Directions for this task » Print each entry precisely; exclude the pictures.

Collected data entries:
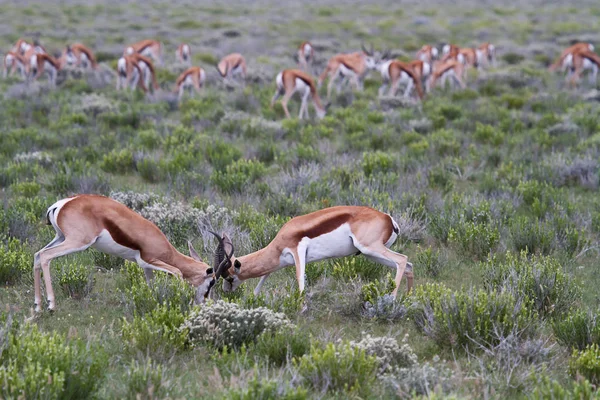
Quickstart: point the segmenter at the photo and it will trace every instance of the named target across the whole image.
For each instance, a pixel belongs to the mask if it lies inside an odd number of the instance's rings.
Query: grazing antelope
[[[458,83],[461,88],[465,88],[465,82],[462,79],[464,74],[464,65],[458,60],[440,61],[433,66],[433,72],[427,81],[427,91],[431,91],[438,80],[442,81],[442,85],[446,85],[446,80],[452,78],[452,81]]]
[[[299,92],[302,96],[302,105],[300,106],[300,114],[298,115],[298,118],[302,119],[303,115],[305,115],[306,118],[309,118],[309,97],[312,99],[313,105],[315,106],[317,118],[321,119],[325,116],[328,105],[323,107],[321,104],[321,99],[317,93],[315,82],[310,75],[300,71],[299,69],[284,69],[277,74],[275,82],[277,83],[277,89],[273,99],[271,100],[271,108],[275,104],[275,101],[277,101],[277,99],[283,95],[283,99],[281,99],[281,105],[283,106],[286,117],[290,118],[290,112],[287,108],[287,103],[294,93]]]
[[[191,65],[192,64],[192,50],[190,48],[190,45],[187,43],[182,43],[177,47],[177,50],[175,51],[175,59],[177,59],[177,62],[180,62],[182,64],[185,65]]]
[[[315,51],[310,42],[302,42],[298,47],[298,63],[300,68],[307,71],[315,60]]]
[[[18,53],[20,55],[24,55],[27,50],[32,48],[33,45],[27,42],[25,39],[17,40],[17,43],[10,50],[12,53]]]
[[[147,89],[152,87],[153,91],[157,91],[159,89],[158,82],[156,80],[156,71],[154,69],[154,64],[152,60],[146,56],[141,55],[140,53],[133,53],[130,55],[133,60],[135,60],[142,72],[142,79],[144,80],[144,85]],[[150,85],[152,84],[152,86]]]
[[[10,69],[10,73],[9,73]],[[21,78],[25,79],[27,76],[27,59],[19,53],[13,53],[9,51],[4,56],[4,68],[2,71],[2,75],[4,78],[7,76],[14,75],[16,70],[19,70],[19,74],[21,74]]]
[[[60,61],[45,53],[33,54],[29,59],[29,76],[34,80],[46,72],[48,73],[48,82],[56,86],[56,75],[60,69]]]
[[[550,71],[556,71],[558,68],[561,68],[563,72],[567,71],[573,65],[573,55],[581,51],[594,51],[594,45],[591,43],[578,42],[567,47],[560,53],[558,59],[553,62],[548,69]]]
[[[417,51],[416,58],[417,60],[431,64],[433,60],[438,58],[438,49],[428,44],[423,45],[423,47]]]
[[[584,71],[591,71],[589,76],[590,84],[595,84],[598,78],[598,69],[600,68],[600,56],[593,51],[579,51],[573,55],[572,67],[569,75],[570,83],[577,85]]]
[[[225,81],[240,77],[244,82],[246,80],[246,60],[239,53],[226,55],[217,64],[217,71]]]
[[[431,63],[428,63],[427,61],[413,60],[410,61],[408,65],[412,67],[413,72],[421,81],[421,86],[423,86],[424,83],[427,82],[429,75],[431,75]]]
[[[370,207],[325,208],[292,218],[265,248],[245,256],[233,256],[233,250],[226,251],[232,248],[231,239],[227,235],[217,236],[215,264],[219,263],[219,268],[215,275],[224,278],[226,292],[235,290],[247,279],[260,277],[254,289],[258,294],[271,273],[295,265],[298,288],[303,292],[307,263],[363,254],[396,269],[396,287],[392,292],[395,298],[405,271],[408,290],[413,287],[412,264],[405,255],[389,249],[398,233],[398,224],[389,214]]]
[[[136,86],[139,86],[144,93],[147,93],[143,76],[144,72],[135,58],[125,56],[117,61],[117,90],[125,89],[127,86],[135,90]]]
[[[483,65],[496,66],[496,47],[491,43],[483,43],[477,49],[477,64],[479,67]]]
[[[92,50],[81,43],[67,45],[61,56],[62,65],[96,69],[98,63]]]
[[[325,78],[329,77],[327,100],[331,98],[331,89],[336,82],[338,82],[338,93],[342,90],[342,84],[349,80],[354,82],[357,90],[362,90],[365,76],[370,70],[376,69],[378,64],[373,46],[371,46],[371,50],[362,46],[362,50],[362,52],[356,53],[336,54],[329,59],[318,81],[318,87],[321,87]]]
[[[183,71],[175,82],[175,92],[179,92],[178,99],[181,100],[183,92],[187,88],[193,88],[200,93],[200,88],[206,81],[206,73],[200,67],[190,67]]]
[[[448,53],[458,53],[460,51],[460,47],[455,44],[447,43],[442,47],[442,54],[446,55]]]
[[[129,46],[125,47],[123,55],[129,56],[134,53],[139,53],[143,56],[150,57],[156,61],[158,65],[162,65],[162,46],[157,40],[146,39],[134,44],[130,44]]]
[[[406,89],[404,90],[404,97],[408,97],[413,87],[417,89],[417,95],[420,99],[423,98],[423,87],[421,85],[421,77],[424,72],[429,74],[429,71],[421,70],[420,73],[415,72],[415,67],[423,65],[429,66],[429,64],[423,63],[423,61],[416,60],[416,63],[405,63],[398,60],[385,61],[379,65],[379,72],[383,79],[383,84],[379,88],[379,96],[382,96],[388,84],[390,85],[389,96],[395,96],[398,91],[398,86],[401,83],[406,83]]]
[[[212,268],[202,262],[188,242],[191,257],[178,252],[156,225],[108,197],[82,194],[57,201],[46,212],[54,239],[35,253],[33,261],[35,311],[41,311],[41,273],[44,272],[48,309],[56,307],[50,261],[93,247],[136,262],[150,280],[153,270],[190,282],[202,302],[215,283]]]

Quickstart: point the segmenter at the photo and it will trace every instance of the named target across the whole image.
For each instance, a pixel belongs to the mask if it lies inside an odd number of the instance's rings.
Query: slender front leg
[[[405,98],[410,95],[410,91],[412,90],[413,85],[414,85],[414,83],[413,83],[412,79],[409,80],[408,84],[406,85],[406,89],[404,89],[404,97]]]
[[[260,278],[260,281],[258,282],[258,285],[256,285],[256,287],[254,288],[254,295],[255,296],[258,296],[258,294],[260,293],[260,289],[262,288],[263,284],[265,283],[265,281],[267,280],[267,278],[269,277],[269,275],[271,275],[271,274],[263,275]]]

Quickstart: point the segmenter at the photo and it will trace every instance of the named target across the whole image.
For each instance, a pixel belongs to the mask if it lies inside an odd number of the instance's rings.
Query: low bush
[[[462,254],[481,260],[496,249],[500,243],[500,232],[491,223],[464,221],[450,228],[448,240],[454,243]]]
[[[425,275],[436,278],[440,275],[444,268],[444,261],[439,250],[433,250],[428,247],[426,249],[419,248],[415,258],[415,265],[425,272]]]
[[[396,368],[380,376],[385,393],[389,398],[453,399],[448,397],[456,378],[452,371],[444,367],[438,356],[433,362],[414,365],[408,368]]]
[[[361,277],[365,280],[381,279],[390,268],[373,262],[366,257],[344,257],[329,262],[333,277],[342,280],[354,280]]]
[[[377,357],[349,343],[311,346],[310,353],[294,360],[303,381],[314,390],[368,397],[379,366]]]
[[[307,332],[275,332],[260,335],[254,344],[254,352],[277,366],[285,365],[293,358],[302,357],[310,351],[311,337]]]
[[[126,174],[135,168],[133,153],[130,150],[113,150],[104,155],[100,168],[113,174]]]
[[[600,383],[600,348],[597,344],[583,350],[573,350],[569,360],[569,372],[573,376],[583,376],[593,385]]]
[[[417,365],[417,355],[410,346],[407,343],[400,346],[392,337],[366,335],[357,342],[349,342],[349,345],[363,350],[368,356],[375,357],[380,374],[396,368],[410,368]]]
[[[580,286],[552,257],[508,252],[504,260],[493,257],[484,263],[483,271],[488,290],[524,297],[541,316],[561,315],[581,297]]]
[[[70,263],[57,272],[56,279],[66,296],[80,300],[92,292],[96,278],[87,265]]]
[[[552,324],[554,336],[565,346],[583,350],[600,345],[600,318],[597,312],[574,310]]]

Task result »
Quickstart: point the segmenter at the photo and it will trace every instance of the named target across the whole image.
For each instance, a pixel belongs to the mask if it lies inside an odd number of the instance's rings.
Query: grazing antelope
[[[458,83],[461,88],[465,88],[465,82],[462,79],[464,74],[464,65],[458,60],[440,61],[433,66],[433,72],[427,81],[427,91],[431,91],[438,80],[442,81],[442,85],[446,85],[446,80],[452,78],[452,81]]]
[[[299,92],[302,96],[302,105],[300,106],[300,114],[298,115],[298,118],[302,119],[303,115],[305,115],[306,118],[309,118],[309,97],[312,99],[313,105],[315,106],[317,118],[321,119],[325,116],[328,105],[323,107],[321,104],[321,99],[317,93],[315,82],[310,75],[300,71],[299,69],[284,69],[277,74],[275,82],[277,83],[277,89],[273,99],[271,100],[271,108],[275,104],[275,101],[277,101],[277,99],[283,95],[283,99],[281,99],[281,105],[283,106],[286,117],[290,118],[290,112],[287,108],[287,103],[294,93]]]
[[[191,65],[192,64],[192,50],[190,48],[190,45],[187,43],[182,43],[177,47],[177,50],[175,51],[175,59],[177,59],[177,62],[180,62],[182,64],[185,65]]]
[[[315,51],[310,42],[302,42],[298,47],[298,63],[300,68],[307,71],[315,60]]]
[[[18,53],[20,55],[24,55],[27,50],[32,48],[33,45],[27,42],[25,39],[17,40],[17,43],[10,50],[12,53]]]
[[[147,89],[152,87],[153,91],[157,91],[159,89],[158,82],[156,80],[156,71],[154,69],[154,64],[152,60],[146,56],[141,55],[140,53],[133,53],[130,55],[133,60],[135,60],[142,72],[142,79],[144,80],[144,85]],[[150,85],[152,84],[152,86]]]
[[[10,69],[10,73],[9,73]],[[21,78],[25,79],[27,76],[27,59],[19,53],[13,53],[9,51],[4,56],[4,68],[2,71],[2,75],[4,78],[7,76],[14,75],[16,70],[19,70],[19,74],[21,74]]]
[[[60,61],[45,53],[33,54],[29,59],[29,76],[34,80],[46,72],[48,73],[48,82],[56,86],[56,75],[60,69]]]
[[[550,71],[556,71],[558,68],[561,68],[563,72],[567,71],[573,65],[573,55],[581,51],[594,51],[594,45],[591,43],[578,42],[567,47],[560,53],[558,59],[553,62],[548,69]]]
[[[417,51],[416,58],[417,60],[431,64],[433,60],[438,58],[438,49],[428,44],[423,45],[423,47]]]
[[[584,71],[591,71],[589,76],[590,84],[595,84],[598,78],[598,69],[600,68],[600,56],[593,51],[579,51],[573,55],[572,67],[569,75],[570,83],[577,85]]]
[[[225,81],[240,77],[244,82],[246,80],[246,60],[239,53],[226,55],[217,64],[217,71]]]
[[[431,63],[428,63],[427,61],[413,60],[410,61],[408,65],[412,67],[413,72],[421,81],[421,86],[423,86],[424,83],[427,82],[429,75],[431,75]]]
[[[370,207],[325,208],[292,218],[265,248],[245,256],[233,256],[233,250],[226,251],[232,248],[231,239],[227,235],[217,236],[215,264],[219,263],[219,268],[215,275],[224,278],[226,292],[235,290],[247,279],[260,277],[254,289],[258,294],[271,273],[295,265],[298,288],[303,292],[307,263],[363,254],[396,269],[396,287],[392,292],[395,298],[405,271],[408,290],[413,287],[412,264],[405,255],[389,249],[398,233],[398,224],[389,214]]]
[[[136,86],[139,86],[144,93],[147,93],[143,76],[144,72],[135,58],[125,56],[117,61],[117,90],[125,89],[127,86],[135,90]]]
[[[483,65],[496,66],[496,47],[491,43],[483,43],[477,49],[477,64],[479,67]]]
[[[92,50],[81,43],[67,45],[61,56],[62,65],[96,69],[98,63]]]
[[[325,78],[329,77],[327,100],[331,98],[331,89],[336,82],[338,82],[338,93],[342,90],[342,84],[349,80],[354,82],[357,90],[362,90],[365,76],[370,70],[376,69],[378,64],[373,46],[371,46],[371,50],[362,46],[362,50],[362,52],[356,53],[336,54],[329,59],[318,81],[318,87],[321,87]]]
[[[183,71],[175,82],[175,92],[179,92],[178,99],[181,100],[183,92],[187,88],[193,88],[200,93],[200,88],[206,81],[206,73],[200,67],[190,67]]]
[[[448,53],[458,53],[460,51],[460,47],[455,44],[447,43],[442,47],[442,54],[446,55]]]
[[[129,46],[125,47],[123,55],[129,56],[134,53],[139,53],[143,56],[150,57],[156,61],[158,65],[162,65],[162,46],[157,40],[146,39],[134,44],[130,44]]]
[[[406,89],[404,90],[404,97],[408,97],[413,87],[417,89],[417,95],[420,99],[423,98],[423,87],[421,85],[421,77],[424,72],[429,74],[429,71],[421,70],[420,73],[415,72],[415,67],[423,65],[429,66],[429,64],[423,63],[423,61],[416,60],[416,63],[405,63],[398,60],[385,61],[379,65],[379,72],[383,79],[383,84],[379,88],[379,96],[382,96],[388,84],[390,85],[389,96],[395,96],[398,91],[398,86],[401,83],[406,83]]]
[[[212,268],[202,262],[188,242],[191,257],[178,252],[156,225],[108,197],[82,194],[57,201],[46,212],[54,239],[35,253],[33,261],[35,311],[41,311],[41,273],[44,272],[48,309],[56,307],[50,261],[93,247],[136,262],[150,280],[153,270],[190,282],[202,302],[215,283]]]

Quickstart: point the segmenter at the photo and it will trace every instance of the named target across the whole image.
For each instance, a pixel belongs to the mask if it lies inside an odd number of the instance's rings.
Query: slender front leg
[[[405,98],[410,95],[410,91],[412,90],[413,85],[414,85],[414,83],[413,83],[412,79],[409,80],[408,84],[406,85],[406,89],[404,89],[404,97]]]
[[[260,278],[260,281],[258,282],[258,285],[256,285],[256,287],[254,288],[254,295],[255,296],[258,296],[258,294],[260,293],[260,289],[262,288],[263,284],[265,283],[265,281],[267,280],[267,278],[269,277],[269,275],[271,275],[271,274],[263,275]]]

Quickstart: point the segmenter at the photo and it will trace every instance of the named target across the whole image.
For each instance, a pixel belongs to the mask if it lies inside an odd number of the instance's rings.
Query: low bush
[[[462,254],[481,260],[496,249],[500,243],[500,232],[491,223],[464,221],[450,228],[448,240],[454,243]]]
[[[425,275],[436,278],[440,275],[444,268],[444,261],[439,250],[433,250],[428,247],[426,249],[419,248],[415,258],[415,265],[425,272]]]
[[[396,368],[380,376],[385,393],[389,398],[453,399],[448,397],[456,378],[452,371],[444,367],[438,356],[433,362],[414,365],[408,368]]]
[[[361,277],[365,280],[381,279],[390,268],[373,262],[366,257],[344,257],[329,262],[333,277],[342,280],[354,280]]]
[[[377,357],[349,343],[311,346],[310,353],[294,360],[303,381],[314,390],[368,397],[379,366]]]
[[[307,332],[275,332],[260,335],[254,344],[254,352],[277,366],[285,365],[293,358],[302,357],[310,351],[311,337]]]
[[[126,174],[135,168],[133,153],[130,150],[113,150],[104,155],[100,168],[113,174]]]
[[[600,383],[600,348],[597,344],[583,350],[573,350],[569,360],[569,372],[573,376],[583,376],[593,385]]]
[[[417,365],[417,355],[410,346],[407,343],[400,346],[392,337],[366,335],[357,342],[349,342],[349,345],[363,350],[368,356],[375,357],[380,374],[396,368],[410,368]]]
[[[580,286],[552,257],[508,252],[504,260],[493,257],[484,263],[483,271],[488,290],[524,297],[541,316],[561,315],[581,297]]]
[[[70,263],[57,272],[56,279],[66,296],[80,300],[92,292],[96,278],[87,265]]]
[[[552,324],[554,336],[565,346],[583,350],[600,345],[600,318],[597,312],[574,310]]]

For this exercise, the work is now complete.